* start *

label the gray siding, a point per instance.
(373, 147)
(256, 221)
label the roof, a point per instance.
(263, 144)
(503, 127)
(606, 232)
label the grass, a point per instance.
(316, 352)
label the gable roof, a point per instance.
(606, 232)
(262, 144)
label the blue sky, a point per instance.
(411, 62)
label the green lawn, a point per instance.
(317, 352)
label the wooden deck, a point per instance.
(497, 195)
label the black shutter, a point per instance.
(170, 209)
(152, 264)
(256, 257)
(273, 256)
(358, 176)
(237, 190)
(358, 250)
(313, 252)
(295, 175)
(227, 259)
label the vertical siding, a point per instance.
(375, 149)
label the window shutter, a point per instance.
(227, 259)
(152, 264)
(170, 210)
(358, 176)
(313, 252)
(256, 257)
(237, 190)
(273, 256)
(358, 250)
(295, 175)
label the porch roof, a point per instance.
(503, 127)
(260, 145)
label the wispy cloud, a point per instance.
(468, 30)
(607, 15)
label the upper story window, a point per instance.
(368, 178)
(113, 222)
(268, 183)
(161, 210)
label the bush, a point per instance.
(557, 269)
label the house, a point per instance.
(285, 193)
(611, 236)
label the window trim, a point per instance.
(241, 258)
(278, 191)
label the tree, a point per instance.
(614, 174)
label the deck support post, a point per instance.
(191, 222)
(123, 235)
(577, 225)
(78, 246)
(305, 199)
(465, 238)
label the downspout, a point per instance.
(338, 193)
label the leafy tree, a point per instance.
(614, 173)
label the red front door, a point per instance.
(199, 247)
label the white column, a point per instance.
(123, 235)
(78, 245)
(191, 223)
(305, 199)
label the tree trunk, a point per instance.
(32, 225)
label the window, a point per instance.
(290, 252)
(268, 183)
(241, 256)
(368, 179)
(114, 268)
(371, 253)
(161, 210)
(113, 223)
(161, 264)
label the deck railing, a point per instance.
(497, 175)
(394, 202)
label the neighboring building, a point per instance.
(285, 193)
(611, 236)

* end *

■ **Instruction**:
Can you write out the data above again, swapping every "a point per instance" for "one point for each instance" and keeping everything else unchanged?

■ **The output**:
label the gray siding, one point for each instance.
(373, 147)
(256, 221)
label the roof, one point for each instance.
(263, 144)
(503, 127)
(606, 232)
label the grass, one point for each instance.
(316, 352)
label the gable roof, one point for each instance.
(606, 232)
(262, 144)
label the blue sky, one point for each instance.
(411, 62)
label the green lawn, one point for each instance.
(317, 352)
label the wooden deck, one point for each instance.
(497, 195)
label the black shutter, one point for each instance.
(170, 209)
(152, 264)
(256, 257)
(273, 256)
(358, 176)
(237, 190)
(358, 250)
(313, 252)
(295, 175)
(227, 259)
label the vertical siding, one point for each instance.
(375, 149)
label the window shutter, one point for each instance.
(227, 259)
(152, 264)
(170, 210)
(358, 176)
(313, 252)
(256, 257)
(237, 190)
(273, 256)
(358, 250)
(295, 175)
label the porch roof, one point for each instance.
(503, 127)
(260, 145)
label the wispy cloud, one point for each instance.
(468, 30)
(607, 15)
label the upper story window, one point for each instance.
(368, 178)
(113, 222)
(268, 183)
(161, 210)
label the bush, one point for each instance.
(557, 269)
label the house, one point for each instance.
(285, 193)
(611, 236)
label the window trim, one point for each instance.
(241, 258)
(278, 191)
label the tree, one point for each instance.
(614, 174)
label the deck support post, one point for each instance.
(191, 222)
(123, 235)
(577, 225)
(78, 246)
(305, 199)
(465, 238)
label the downspout, one point for each instance.
(338, 193)
label the leafy tree, one point for each instance.
(614, 173)
label the red front door, one point for each instance.
(199, 247)
label the white column, one point for each instance.
(123, 235)
(78, 245)
(191, 223)
(305, 199)
label the tree trunk, one point for each instance.
(32, 225)
label the window, one point for each instance.
(290, 252)
(268, 183)
(241, 256)
(368, 179)
(114, 268)
(371, 253)
(161, 210)
(113, 223)
(161, 264)
label the deck railing, one point for each instance.
(497, 175)
(394, 202)
label the neighboring building, one point for each instance.
(285, 193)
(611, 236)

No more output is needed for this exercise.